(REQUIREMENT):
Below are some records; reproduce every one of them exactly.

── RECORDS FOR THE TASK ──

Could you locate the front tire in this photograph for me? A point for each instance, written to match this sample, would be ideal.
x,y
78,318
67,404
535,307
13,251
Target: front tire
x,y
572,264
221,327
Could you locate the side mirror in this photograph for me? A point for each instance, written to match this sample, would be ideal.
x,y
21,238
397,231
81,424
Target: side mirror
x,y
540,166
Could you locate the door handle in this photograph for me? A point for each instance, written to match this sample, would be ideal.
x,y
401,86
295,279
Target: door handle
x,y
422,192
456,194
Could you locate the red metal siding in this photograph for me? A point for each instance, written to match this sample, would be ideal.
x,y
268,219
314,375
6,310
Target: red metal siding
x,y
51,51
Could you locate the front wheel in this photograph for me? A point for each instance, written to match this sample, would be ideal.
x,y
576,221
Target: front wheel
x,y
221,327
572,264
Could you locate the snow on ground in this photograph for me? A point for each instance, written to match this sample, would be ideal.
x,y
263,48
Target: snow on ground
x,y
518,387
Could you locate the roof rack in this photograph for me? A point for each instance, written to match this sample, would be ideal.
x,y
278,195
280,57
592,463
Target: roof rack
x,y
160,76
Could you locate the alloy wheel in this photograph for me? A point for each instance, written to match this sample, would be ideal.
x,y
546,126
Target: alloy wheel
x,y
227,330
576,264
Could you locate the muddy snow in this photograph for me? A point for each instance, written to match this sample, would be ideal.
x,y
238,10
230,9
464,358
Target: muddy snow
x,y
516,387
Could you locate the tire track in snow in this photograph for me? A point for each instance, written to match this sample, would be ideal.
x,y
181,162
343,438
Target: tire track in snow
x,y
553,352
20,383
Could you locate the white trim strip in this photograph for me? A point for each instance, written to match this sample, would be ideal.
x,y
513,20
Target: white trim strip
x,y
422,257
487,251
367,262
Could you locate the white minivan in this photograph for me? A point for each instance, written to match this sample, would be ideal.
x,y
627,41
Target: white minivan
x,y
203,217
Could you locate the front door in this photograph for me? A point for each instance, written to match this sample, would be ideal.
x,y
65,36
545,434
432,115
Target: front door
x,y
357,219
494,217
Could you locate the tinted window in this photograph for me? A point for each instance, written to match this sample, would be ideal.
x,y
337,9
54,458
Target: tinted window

───

(WRITTEN RESPONSE):
Could you locate the front tire in this photograph for me? A point for each instance, written to match this sample, would be ideal.
x,y
78,318
67,404
535,307
13,251
Target: front tire
x,y
572,264
221,327
Could you locate the side mirror in this photograph for me? A point for each instance, written to match this sample, would be ideal.
x,y
21,238
397,231
81,424
Target: side mirror
x,y
540,166
Could you locate the door handle in this photograph for me? A point for each instance, written to match this sample, would be ideal.
x,y
401,86
295,279
Target: door handle
x,y
422,192
456,194
Could you locate the red metal siding in this photograph for me? A point for each instance, written to match this sample, would be ideal.
x,y
268,219
314,375
6,310
Target: red metal siding
x,y
51,51
Could you locate the front wheel in this photograph for me? A point for each instance, written to match this sample, would be ideal.
x,y
576,221
Target: front wheel
x,y
221,327
572,264
Could you locate the snow on ground in this photograph for me? A point for each instance, written to match this sample, would be ideal.
x,y
263,48
Target: snow on ground
x,y
518,387
Could you locate the roof rack in this photograph for me? A point for each instance, written to match this sample, would be ideal.
x,y
278,195
280,57
592,463
Target: roof rack
x,y
160,76
Could you locate the alloy wheel in this photograph for me? A point for each instance, written to match this sample, would be ideal.
x,y
546,126
Target: alloy wheel
x,y
227,330
576,264
Could you locate the muddy snow in this photograph for me? A point for each instance, written to match this sample, would be ideal.
x,y
238,10
230,9
464,358
Target: muddy snow
x,y
516,387
Could you locate the tire track in snow in this photograph for me? A point for each instance, written to match this sample, would be ideal.
x,y
181,162
343,438
Target: tire track in snow
x,y
553,352
20,383
Could you locate the white trim strip in this photograph for me? A point for each instance, written to match this sample, would be ideal.
x,y
513,20
Target: white trim strip
x,y
422,257
487,251
367,262
Could you locate the white minivan in this photograph for me? A point for each instance, written to match this sample, would be ideal.
x,y
627,41
Target: white minivan
x,y
203,217
Could you locate the front door in this photograph for me? A point for each instance, written to match this sample, would be ideal.
x,y
65,36
545,434
432,115
Target: front door
x,y
357,219
494,217
Could you locate the tinted window in this photograph for me? A point for each instance, written to match this sample, would be ideal.
x,y
337,9
54,458
Target: tinted window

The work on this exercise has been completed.